**TASK STATEMENT:**
Update the lines below, starting with the line that contains "Where in the photo above can the white flagpole" and going on through the final line, by replacing "stripe" with "band" and keeping everything else the same. Return only those lines, with the pictures left out.

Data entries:

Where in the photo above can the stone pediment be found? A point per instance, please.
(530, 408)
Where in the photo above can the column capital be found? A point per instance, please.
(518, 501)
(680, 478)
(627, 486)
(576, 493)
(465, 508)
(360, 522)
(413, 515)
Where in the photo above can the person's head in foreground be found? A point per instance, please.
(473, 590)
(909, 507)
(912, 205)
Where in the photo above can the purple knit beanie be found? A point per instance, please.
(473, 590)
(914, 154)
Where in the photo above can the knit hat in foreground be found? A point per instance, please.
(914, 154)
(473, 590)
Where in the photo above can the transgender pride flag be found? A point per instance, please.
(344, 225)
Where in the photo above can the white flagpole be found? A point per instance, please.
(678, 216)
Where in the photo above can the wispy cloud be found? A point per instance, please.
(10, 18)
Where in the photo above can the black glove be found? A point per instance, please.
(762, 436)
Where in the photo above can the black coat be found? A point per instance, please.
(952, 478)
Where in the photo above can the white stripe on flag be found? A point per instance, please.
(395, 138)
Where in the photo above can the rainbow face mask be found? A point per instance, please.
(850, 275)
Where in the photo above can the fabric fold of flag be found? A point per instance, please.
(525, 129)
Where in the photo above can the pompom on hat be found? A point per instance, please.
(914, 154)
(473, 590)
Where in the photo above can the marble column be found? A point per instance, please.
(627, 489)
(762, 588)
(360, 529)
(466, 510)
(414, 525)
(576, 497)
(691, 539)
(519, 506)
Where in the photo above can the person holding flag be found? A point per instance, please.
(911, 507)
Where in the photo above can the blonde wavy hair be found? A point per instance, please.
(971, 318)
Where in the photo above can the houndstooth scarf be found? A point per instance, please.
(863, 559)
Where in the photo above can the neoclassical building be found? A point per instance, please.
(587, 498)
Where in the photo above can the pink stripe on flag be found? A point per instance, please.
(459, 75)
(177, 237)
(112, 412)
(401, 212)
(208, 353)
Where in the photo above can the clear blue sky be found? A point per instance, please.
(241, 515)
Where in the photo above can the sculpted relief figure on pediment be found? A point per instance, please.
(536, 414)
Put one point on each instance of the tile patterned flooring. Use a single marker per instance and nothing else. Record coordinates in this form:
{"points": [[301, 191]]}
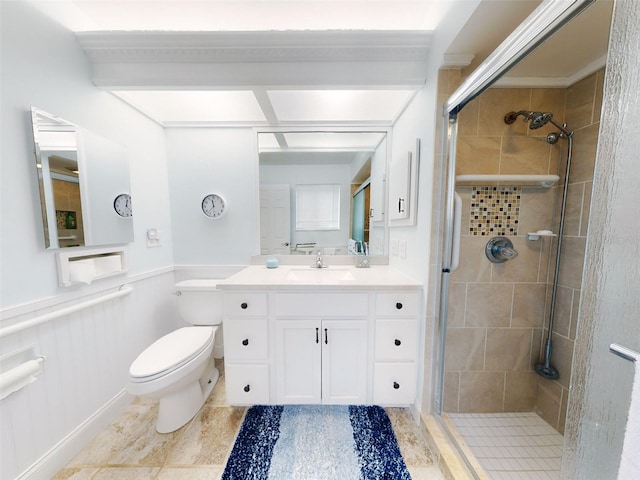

**RESPONSE:**
Where in the photo above can the white flagpole be found? A point per instance, please.
(678, 216)
Where in the photo above can the wispy cloud be found? A point per instance, please.
(10, 18)
Where in the photo above can the black glove be found? A point per instance, please.
(762, 436)
Where in the photo above can the black coat be found? A point per instance, please.
(952, 478)
Where in the photo above can the white band on flag be found? A point per instance, please.
(395, 138)
Where in the photo above can the rainbow face mask be found? A point per instance, please.
(850, 275)
Where in the photo above can the fabric fold of flag be found? A point per instance, please.
(525, 129)
Where in the photo above can the pompom on hat be found? A point per instance, please.
(914, 154)
(473, 590)
Where in the photo above can the marble column be found? A point per instance, please.
(627, 489)
(762, 588)
(360, 529)
(466, 510)
(414, 525)
(576, 497)
(691, 539)
(519, 506)
Where in the photo above can the person holding flag be found? A point per instance, please.
(911, 507)
Where in the photo above can the blonde wavy hair be found? A point per instance, please.
(971, 318)
Where in the photo above can the houndstooth scarf be found? A point per instance, please.
(863, 559)
Where in the photo above can the neoclassical building be found? A point per instance, please.
(587, 498)
Where in the photo above can the pink band on flag be found? A point per instance, please.
(459, 75)
(177, 237)
(112, 412)
(401, 212)
(208, 353)
Where in the photo above can the clear blue sky be found? A point per instance, please.
(241, 515)
Where in the photo above can the sculpted relief figure on pediment be found? A point per instance, please.
(536, 414)
Put one point on each instance of the tile patterned flooring. Use a single marker per instance and nothing else. Record coordinates in this form:
{"points": [[301, 191]]}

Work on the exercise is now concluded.